-- Start PAGE --

# Using a Cast Net to catch Bait Fish?



## theplanets (Apr 26, 2021)

I saw a video teaching people to use a cast net around marsh or inlets to catch baitfish like mullet. Is this worth doing? If so, any recommendations on where to do this around Myrtle Beach? Thanks!


----------



## SmoothLures (Feb 13, 2008)

Fresh or live bait is definitely worth it but today the mullet are either about an inch long or the 1-2 lbers and scarce. The big ones are great cut bait and a 3-6" finger mullet fished lived or filleted are great baits. No finger mullet here until the 1" grow over up the next couple months and the mullet run later in the summer. You can catch shrimp but they're also tiny right now and aren't worth your time until later in the year. The Garden City Causeway on Atlantic Ave is the most common bait spot and you can get some off the Veteran's Pier on the Marshwalk. The swash at 3rd Ave S at Family Kingdom should have some mullet later on, and you could try Wither's Swash Park up in Myrtle Beach but it's a high crime area. 

You can also net mullet in the surf or pier starting around late July or menhaden off a pier (if you have a big, heavy, fast sinking net).


----------



## theplanets (Apr 26, 2021)

-- End PAGE --

* TASK SET *
A) Print the stretch of the cast net thread from "# Using a Cast" through "(Feb 13, 2008)".
B) According to the cast net thread, what is the most common bait spot?
The items that follow come from a separate source.

-- Start RECORD EXCERPTS --

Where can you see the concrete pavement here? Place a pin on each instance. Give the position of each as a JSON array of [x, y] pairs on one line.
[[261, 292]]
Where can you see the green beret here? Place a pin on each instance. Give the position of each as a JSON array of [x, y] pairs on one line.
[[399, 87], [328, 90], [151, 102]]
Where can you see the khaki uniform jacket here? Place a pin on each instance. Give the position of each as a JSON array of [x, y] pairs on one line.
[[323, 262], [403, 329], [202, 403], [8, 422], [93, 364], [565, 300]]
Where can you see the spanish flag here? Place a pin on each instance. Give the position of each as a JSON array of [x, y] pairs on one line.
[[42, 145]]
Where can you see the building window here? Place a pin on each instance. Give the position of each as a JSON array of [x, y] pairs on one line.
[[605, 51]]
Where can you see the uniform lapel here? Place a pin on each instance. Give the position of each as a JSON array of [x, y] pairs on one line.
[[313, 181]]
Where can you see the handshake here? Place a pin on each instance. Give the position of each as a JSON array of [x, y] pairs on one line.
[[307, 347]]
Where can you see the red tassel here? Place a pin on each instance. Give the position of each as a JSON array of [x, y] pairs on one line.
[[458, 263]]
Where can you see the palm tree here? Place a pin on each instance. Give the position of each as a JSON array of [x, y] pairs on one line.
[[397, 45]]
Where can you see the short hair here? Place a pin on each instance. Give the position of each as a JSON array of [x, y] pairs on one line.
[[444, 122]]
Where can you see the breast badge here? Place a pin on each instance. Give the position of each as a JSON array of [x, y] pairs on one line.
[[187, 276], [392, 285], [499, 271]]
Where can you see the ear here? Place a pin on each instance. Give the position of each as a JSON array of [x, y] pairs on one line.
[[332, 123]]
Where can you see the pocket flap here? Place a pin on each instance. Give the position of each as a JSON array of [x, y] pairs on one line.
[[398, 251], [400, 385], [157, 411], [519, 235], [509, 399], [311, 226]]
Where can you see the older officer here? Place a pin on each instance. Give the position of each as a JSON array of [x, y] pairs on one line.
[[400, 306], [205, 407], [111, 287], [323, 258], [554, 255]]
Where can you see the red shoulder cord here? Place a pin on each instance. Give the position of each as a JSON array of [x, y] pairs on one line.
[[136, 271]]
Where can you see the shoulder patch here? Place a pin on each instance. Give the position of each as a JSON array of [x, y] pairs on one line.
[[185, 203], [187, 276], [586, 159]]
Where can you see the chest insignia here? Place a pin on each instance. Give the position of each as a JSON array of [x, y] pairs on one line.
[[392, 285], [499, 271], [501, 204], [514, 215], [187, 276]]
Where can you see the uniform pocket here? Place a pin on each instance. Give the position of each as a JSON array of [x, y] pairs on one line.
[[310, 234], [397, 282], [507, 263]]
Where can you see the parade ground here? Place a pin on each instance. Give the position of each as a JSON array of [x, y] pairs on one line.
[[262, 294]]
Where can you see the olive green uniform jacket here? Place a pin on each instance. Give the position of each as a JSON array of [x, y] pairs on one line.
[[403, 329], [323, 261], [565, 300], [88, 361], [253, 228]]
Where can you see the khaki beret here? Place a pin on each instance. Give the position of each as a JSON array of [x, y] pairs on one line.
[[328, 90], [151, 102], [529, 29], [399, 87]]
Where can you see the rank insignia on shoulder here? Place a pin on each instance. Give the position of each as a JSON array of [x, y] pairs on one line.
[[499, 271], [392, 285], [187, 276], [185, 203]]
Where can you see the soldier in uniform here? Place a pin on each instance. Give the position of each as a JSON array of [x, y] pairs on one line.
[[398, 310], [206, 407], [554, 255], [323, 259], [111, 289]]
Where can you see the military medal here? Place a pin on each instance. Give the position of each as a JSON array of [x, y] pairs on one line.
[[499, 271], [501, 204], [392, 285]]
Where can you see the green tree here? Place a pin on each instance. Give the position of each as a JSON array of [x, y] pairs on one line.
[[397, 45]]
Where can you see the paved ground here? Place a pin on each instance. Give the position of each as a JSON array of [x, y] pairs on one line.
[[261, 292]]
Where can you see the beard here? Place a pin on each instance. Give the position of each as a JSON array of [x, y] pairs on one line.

-- End RECORD EXCERPTS --
-- Start RECORD EXCERPTS --

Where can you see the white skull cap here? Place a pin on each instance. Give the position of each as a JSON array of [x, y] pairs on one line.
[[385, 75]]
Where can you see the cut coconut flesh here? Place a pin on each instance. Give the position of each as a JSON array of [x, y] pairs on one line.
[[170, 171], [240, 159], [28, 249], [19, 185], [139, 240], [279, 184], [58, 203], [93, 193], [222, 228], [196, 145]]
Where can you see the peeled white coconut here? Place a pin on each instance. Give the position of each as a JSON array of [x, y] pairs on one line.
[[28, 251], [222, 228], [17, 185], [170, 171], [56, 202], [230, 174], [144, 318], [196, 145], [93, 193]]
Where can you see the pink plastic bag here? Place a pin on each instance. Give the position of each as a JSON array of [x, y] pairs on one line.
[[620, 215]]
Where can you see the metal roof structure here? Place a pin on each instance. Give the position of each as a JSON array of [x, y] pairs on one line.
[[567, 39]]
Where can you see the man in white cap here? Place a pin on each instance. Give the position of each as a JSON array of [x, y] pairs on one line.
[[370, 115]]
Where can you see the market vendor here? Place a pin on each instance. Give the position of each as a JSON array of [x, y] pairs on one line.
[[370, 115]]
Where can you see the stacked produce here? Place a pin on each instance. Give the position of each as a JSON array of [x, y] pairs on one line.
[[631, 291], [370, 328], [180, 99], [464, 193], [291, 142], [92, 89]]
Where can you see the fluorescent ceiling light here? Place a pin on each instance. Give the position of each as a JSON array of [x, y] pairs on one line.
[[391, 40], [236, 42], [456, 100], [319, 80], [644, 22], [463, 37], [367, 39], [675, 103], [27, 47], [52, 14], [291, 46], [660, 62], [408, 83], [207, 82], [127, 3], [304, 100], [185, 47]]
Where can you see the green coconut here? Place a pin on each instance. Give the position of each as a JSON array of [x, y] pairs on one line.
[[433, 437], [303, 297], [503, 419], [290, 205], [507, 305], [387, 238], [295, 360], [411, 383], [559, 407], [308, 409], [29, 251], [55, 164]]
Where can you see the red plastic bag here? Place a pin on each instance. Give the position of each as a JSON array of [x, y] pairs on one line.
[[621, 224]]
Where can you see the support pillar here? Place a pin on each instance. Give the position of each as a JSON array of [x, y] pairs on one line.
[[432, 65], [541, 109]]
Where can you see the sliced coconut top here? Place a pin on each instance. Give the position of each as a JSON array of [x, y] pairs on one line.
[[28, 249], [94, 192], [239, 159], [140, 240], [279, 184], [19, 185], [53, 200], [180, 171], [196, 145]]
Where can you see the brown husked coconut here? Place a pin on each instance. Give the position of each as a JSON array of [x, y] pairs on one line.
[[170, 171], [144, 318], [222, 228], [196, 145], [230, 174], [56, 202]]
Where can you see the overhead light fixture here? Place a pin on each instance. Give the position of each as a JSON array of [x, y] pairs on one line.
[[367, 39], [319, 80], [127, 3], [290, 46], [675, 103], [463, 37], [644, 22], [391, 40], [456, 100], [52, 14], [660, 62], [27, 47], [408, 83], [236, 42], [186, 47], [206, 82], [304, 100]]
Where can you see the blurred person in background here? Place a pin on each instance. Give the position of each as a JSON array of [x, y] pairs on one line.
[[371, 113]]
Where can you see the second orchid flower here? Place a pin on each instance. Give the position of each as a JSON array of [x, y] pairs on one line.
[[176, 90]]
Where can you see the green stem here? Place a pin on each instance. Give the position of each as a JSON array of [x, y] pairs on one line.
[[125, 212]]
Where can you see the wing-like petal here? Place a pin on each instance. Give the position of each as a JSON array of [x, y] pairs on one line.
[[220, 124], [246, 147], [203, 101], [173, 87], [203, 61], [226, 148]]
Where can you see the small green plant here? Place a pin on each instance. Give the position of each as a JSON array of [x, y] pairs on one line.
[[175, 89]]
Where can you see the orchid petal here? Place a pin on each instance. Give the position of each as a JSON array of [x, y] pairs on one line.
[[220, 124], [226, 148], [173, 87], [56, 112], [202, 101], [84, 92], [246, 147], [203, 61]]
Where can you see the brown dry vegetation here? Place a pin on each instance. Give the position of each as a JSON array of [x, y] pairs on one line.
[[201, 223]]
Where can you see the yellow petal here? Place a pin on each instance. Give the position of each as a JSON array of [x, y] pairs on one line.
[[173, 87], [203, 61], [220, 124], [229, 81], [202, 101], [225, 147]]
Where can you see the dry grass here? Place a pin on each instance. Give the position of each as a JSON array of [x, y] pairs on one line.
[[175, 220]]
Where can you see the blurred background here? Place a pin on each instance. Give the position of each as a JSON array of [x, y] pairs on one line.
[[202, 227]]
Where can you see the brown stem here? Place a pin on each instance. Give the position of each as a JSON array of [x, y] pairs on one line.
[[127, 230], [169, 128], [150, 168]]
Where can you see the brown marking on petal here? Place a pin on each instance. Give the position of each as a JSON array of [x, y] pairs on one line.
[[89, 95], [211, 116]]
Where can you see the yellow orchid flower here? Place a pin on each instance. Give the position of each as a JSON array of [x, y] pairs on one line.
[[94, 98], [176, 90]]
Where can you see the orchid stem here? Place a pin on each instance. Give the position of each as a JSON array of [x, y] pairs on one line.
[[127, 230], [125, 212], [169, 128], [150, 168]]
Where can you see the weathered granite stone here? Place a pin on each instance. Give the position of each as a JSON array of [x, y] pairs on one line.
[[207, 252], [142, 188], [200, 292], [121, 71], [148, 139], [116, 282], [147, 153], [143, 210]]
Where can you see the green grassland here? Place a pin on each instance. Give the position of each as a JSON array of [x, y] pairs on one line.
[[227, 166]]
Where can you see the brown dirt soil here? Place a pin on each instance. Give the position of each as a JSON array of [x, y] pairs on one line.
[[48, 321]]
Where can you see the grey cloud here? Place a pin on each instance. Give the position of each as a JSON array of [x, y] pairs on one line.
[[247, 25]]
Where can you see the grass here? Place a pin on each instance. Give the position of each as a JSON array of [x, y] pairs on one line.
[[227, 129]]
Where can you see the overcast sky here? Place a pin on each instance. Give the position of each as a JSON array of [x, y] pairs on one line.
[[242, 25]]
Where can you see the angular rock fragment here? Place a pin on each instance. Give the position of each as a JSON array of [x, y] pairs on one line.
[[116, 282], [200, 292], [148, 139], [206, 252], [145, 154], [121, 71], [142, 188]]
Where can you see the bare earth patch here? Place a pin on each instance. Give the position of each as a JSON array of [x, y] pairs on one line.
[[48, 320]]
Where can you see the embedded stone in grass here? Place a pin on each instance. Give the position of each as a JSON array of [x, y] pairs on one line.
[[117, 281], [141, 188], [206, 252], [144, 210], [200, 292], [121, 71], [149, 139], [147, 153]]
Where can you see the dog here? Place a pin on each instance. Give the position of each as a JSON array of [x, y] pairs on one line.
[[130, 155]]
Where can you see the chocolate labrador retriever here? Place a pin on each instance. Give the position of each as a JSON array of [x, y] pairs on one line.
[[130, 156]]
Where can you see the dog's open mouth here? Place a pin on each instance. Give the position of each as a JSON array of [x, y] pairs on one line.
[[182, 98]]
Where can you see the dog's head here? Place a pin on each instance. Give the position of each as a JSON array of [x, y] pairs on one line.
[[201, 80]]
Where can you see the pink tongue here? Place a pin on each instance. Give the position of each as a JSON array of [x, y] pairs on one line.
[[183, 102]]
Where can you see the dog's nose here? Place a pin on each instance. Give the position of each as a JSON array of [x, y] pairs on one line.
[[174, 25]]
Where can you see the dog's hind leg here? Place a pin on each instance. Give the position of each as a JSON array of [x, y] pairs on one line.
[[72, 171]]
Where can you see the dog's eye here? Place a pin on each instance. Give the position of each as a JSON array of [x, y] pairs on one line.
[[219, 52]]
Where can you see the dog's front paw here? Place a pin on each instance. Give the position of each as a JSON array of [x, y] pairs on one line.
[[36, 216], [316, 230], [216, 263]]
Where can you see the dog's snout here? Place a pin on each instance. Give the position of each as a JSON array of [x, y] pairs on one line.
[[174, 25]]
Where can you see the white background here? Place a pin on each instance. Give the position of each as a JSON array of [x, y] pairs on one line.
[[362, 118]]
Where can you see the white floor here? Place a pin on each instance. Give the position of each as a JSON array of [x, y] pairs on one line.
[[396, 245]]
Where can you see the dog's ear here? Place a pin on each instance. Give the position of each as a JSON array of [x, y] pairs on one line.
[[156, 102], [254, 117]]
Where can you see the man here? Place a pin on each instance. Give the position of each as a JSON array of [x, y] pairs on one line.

-- End RECORD EXCERPTS --

* RESPONSES PER TASK *
A)
# Using a Cast Net to catch Bait Fish?



## theplanets (Apr 26, 2021)

I saw a video teaching people to use a cast net around marsh or inlets to catch baitfish like mullet. Is this worth doing? If so, any recommendations on where to do this around Myrtle Beach? Thanks!


----------



## SmoothLures (Feb 13, 2008)

B) The Garden City Causeway on Atlantic Ave.